Task details:
Output the data exactly, with every line intact.

-------- Data listing --------

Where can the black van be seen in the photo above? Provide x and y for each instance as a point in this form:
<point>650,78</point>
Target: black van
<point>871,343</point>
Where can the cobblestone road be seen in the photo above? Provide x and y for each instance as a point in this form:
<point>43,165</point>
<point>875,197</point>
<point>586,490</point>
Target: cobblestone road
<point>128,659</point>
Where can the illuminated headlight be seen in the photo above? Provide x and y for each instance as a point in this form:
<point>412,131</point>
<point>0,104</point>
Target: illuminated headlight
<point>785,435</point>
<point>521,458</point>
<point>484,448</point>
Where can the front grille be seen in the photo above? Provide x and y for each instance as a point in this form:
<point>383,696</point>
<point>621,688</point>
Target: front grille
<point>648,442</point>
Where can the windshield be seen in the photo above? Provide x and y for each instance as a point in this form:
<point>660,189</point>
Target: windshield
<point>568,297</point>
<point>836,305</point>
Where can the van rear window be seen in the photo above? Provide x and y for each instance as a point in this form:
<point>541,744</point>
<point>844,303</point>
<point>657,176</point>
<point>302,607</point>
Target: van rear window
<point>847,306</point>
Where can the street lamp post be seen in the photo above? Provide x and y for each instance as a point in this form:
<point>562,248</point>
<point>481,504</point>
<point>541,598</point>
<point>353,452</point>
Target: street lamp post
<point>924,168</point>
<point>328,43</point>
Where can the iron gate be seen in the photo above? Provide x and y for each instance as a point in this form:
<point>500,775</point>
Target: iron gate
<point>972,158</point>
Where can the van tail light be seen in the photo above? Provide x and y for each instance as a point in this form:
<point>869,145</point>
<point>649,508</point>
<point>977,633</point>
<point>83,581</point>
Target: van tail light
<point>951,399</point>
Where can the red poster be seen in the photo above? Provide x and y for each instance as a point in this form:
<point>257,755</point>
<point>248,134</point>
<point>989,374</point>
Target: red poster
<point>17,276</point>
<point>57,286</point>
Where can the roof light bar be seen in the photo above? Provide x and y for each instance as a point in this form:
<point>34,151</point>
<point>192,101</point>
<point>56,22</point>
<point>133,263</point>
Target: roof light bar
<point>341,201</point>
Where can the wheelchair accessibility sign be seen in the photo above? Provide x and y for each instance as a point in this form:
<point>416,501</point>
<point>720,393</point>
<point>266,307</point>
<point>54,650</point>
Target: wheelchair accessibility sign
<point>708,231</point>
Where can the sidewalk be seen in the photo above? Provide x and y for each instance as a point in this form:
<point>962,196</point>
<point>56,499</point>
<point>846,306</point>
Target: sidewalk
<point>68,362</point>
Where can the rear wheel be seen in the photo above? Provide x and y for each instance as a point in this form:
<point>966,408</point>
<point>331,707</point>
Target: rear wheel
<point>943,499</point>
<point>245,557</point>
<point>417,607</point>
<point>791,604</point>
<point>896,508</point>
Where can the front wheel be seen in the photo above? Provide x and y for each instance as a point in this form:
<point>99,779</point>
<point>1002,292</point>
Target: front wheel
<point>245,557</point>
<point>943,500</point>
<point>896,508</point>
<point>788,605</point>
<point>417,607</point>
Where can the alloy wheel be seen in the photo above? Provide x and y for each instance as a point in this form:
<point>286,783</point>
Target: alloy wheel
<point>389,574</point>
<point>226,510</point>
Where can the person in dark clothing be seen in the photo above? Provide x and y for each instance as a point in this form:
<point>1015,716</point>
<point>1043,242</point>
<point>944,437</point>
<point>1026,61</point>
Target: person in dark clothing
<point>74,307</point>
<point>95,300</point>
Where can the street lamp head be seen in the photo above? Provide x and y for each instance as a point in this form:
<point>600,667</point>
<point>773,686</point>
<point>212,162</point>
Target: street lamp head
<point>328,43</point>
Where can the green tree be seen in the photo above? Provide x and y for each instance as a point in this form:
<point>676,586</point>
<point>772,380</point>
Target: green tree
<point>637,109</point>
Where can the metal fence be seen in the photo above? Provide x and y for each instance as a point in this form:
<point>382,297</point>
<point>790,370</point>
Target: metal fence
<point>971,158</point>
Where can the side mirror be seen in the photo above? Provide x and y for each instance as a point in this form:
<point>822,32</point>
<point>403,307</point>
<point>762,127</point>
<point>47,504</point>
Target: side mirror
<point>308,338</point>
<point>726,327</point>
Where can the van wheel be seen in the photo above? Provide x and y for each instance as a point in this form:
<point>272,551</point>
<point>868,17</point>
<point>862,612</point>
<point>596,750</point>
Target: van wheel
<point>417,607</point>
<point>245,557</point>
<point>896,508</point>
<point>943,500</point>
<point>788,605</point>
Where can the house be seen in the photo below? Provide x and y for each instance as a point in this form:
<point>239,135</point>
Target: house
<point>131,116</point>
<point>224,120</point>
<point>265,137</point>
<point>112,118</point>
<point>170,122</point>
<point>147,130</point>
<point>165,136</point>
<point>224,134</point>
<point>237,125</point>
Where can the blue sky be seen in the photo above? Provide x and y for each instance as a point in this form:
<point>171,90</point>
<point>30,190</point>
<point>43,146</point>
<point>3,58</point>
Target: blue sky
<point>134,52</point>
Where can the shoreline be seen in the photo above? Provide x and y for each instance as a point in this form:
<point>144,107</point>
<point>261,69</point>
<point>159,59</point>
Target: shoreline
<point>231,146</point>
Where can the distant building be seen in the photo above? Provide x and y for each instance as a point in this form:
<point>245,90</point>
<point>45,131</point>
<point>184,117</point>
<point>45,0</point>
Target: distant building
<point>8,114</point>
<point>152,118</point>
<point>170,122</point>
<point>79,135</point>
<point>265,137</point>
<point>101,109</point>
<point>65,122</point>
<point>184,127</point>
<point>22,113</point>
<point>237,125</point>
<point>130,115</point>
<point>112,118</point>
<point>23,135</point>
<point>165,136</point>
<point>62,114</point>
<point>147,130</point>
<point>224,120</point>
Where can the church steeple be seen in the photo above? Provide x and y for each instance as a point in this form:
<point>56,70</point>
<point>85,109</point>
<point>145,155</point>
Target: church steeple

--------

Completed task:
Where can the black van be seen in the photo above? Provide x and y for each instance as a point in this form:
<point>650,78</point>
Target: black van
<point>871,343</point>
Where can the cobblestone road be seen in the photo above? Provide x and y for each instance as a point in this form:
<point>43,165</point>
<point>875,197</point>
<point>586,490</point>
Target: cobblestone road
<point>128,659</point>
Where can the illuminated headlight be seen in the photo above? Provide x and y for each instance as a point in this form:
<point>412,131</point>
<point>0,104</point>
Target: illuminated headlight
<point>785,435</point>
<point>521,458</point>
<point>484,448</point>
Where can the front grille be seen in the photo above? Provide x and y for each instance as a point in this form:
<point>383,696</point>
<point>621,688</point>
Target: front grille
<point>648,442</point>
Where can the windshield be seen in the photo above? Provide x and y for each instance as a point in this form:
<point>660,189</point>
Target: windshield
<point>568,297</point>
<point>836,305</point>
Where can the van rear window be seen in the photo above? Provide x and y for each instance as a point in this form:
<point>541,744</point>
<point>844,303</point>
<point>657,176</point>
<point>302,607</point>
Target: van rear window
<point>847,306</point>
Where can the street lamp post be seen in the photo above? Provide x and y for each instance as a point in this form:
<point>562,248</point>
<point>481,504</point>
<point>541,598</point>
<point>353,452</point>
Target: street lamp post
<point>924,168</point>
<point>328,43</point>
Where can the iron gate be seen in the photo above? Provide x and y for each instance as a point in this form:
<point>500,775</point>
Target: iron gate
<point>972,158</point>
Where can the van tail light be seen in the photo above? Provide x and y for each instance as a point in this form:
<point>869,145</point>
<point>649,508</point>
<point>977,633</point>
<point>83,581</point>
Target: van tail light
<point>951,399</point>
Where can the red poster be seen in the photo above? Provide x and y for each instance as a point in this form:
<point>257,755</point>
<point>248,134</point>
<point>989,374</point>
Target: red poster
<point>17,276</point>
<point>57,286</point>
Where can the roof light bar be seen in the photo above? Provide x and y for each instance as a point in this form:
<point>34,151</point>
<point>192,101</point>
<point>56,22</point>
<point>133,263</point>
Target: roof light bar
<point>341,201</point>
Where can the wheelchair accessibility sign be seen in the photo above? Provide x and y for each instance as a point in this form:
<point>416,501</point>
<point>720,393</point>
<point>266,307</point>
<point>54,650</point>
Target: wheelchair accessibility sign
<point>708,231</point>
Where can the sidewalk be seen in the photo above? Provide x and y for each instance as a point in this form:
<point>962,196</point>
<point>56,499</point>
<point>846,306</point>
Target: sidewalk
<point>68,362</point>
Where can the rear wheel be seen in the photo above? Provide x and y for each instance as a point in this form:
<point>966,408</point>
<point>331,707</point>
Target: rear wheel
<point>943,499</point>
<point>245,557</point>
<point>417,607</point>
<point>791,604</point>
<point>896,508</point>
Where can the front wheel be seen in the photo above? Provide x and y for each instance as a point in this form:
<point>99,779</point>
<point>1002,292</point>
Target: front wheel
<point>245,557</point>
<point>943,500</point>
<point>896,508</point>
<point>788,605</point>
<point>417,607</point>
Where can the alloy wheel be seen in the photo above? Provide x and y for each instance as a point in this form:
<point>286,783</point>
Target: alloy wheel
<point>389,574</point>
<point>226,510</point>
Where can the person in dark clothing be seen in the photo above? Provide x and y for each instance as a point in this form:
<point>1015,716</point>
<point>1043,242</point>
<point>944,437</point>
<point>1026,61</point>
Target: person in dark clothing
<point>74,307</point>
<point>95,300</point>
Where can the street lamp head be seen in the photo above? Provide x and y for each instance as a point in this form:
<point>600,667</point>
<point>773,686</point>
<point>212,162</point>
Target: street lamp head
<point>328,43</point>
Where can the green tree be seen in the photo above? Provide x and y for each instance as a point in this form:
<point>676,586</point>
<point>772,380</point>
Target: green tree
<point>637,109</point>
Where can the metal fence be seen in the photo above? Provide x and y for each instance as a point in this form:
<point>382,297</point>
<point>790,370</point>
Target: metal fence
<point>971,158</point>
Where can the side mirror be seen in the photo above? Provide x and y for each instance as a point in this form:
<point>822,32</point>
<point>403,307</point>
<point>762,127</point>
<point>47,504</point>
Target: side mirror
<point>308,338</point>
<point>726,327</point>
Where can the van wheel be seen in the photo above? Provide x and y for each instance as a point in this form:
<point>272,551</point>
<point>868,17</point>
<point>862,612</point>
<point>596,750</point>
Target: van wheel
<point>417,607</point>
<point>245,557</point>
<point>896,508</point>
<point>943,500</point>
<point>788,605</point>
Where can the house be seen in the photo below? Provide x and y for each instance as a point in this form:
<point>239,135</point>
Target: house
<point>131,116</point>
<point>224,120</point>
<point>265,137</point>
<point>112,118</point>
<point>170,122</point>
<point>147,130</point>
<point>165,136</point>
<point>224,134</point>
<point>237,125</point>
Where can the blue sky be seen in the photo above? Provide x and y for each instance as a point in this form:
<point>171,90</point>
<point>30,190</point>
<point>43,146</point>
<point>3,58</point>
Target: blue sky
<point>134,52</point>
Where can the shoreline be seen in the photo above? Provide x and y for each instance as a point in this form:
<point>144,107</point>
<point>261,69</point>
<point>159,59</point>
Target: shoreline
<point>231,146</point>
Where can the distant building be seen in the photo above? Provide x and y for each instance as a point in this form:
<point>245,90</point>
<point>45,131</point>
<point>184,117</point>
<point>45,0</point>
Target: distant building
<point>8,114</point>
<point>152,118</point>
<point>170,122</point>
<point>79,135</point>
<point>265,137</point>
<point>101,109</point>
<point>65,122</point>
<point>184,127</point>
<point>22,113</point>
<point>237,125</point>
<point>130,115</point>
<point>112,118</point>
<point>23,135</point>
<point>165,136</point>
<point>62,114</point>
<point>147,130</point>
<point>224,120</point>
Where can the church steeple be seen in the photo above? Provide x and y for each instance as a point in this form:
<point>56,70</point>
<point>85,109</point>
<point>145,155</point>
Target: church steeple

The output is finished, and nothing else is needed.